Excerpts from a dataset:
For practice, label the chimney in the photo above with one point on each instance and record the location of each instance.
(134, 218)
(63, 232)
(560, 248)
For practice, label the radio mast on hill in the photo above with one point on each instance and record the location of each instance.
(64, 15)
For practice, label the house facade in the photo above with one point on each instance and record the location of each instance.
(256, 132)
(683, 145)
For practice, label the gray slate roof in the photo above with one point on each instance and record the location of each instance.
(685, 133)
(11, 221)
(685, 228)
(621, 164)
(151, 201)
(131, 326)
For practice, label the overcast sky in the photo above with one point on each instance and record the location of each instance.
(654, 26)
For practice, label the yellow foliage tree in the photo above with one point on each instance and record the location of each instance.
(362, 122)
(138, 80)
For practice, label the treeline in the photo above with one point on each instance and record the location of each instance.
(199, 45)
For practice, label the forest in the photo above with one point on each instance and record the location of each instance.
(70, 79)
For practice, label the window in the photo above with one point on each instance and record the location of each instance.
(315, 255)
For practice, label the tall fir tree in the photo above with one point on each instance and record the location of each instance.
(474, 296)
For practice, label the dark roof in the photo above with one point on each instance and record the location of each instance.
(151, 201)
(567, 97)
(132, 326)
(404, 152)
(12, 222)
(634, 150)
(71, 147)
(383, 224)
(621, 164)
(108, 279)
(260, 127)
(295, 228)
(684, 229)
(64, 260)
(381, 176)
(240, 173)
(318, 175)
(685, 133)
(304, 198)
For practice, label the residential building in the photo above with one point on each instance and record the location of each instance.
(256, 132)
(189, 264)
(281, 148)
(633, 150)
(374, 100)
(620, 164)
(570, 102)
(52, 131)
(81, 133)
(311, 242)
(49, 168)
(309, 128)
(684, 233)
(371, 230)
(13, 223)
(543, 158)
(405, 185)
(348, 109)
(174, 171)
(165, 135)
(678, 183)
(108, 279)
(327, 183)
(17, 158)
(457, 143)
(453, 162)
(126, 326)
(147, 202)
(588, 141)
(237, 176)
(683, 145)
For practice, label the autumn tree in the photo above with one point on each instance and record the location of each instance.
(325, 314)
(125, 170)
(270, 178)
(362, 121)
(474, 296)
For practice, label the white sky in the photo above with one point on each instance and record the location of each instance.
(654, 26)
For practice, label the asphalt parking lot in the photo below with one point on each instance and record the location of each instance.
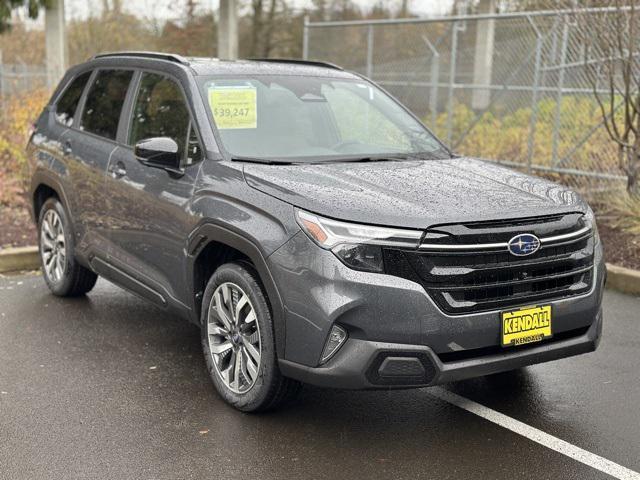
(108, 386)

Instructions for the task:
Set down the records exactly, without the pictures.

Output:
For practice, label the chimney in the photo above with one point on each instance and record the location of each instance.
(134, 218)
(63, 232)
(560, 248)
For practice, label the radio mast on hill in the photo above with one point on each instance and record the location of each instance.
(64, 15)
For practice, label the house facade in the photo above with one point on each instance and record the location of each instance.
(256, 132)
(683, 145)
For practice, label the gray slate roof in the photo above with one point on each instance and record the location of each instance.
(685, 133)
(11, 221)
(685, 228)
(621, 164)
(151, 201)
(131, 326)
For practice, label the overcast sky in the photo above with one point on each instance and record the location of each instance.
(654, 26)
For practice, label the yellow foliage tree in the photo above with one point on each instance and record the location of each instance.
(362, 122)
(138, 80)
For practice, label the treeline in the photo above with one point on each instance and record the location of each instance.
(199, 45)
For practice, label the forest in the photo above with one point on each instance and record the location of each instance.
(70, 79)
For practice, label the window in the photo above with one point on each instance and record the location of each instance.
(315, 255)
For practice, label the tall fir tree in the photo above with one point on each instance and record the location of each instance.
(474, 296)
For practice, label the dark roof in the photo above with one point on each instance and record the location of each instance.
(151, 201)
(567, 97)
(132, 326)
(404, 152)
(12, 222)
(634, 150)
(71, 147)
(383, 224)
(621, 164)
(108, 279)
(260, 127)
(295, 228)
(684, 229)
(64, 260)
(381, 176)
(240, 173)
(318, 175)
(685, 133)
(304, 198)
For practice, label the residential building in the photo above with one point on each instance and record the location of each instance.
(256, 132)
(189, 264)
(281, 148)
(633, 150)
(374, 100)
(620, 164)
(570, 102)
(52, 131)
(81, 133)
(311, 242)
(49, 168)
(309, 128)
(684, 233)
(371, 230)
(13, 223)
(543, 158)
(405, 185)
(348, 109)
(174, 171)
(165, 135)
(678, 183)
(108, 279)
(327, 183)
(17, 158)
(457, 143)
(453, 162)
(126, 326)
(147, 202)
(588, 141)
(237, 176)
(683, 145)
For practice, label the autumn tree in the photo above with one point on each instance and record the location of each instance.
(325, 314)
(125, 170)
(270, 178)
(362, 121)
(474, 296)
For practice, label the white sky in the photo above with one point on each instance and record the location of each instance.
(654, 26)
For practice, label the asphalt parking lot in the photo below with one point on each instance and record the location of each instance.
(108, 386)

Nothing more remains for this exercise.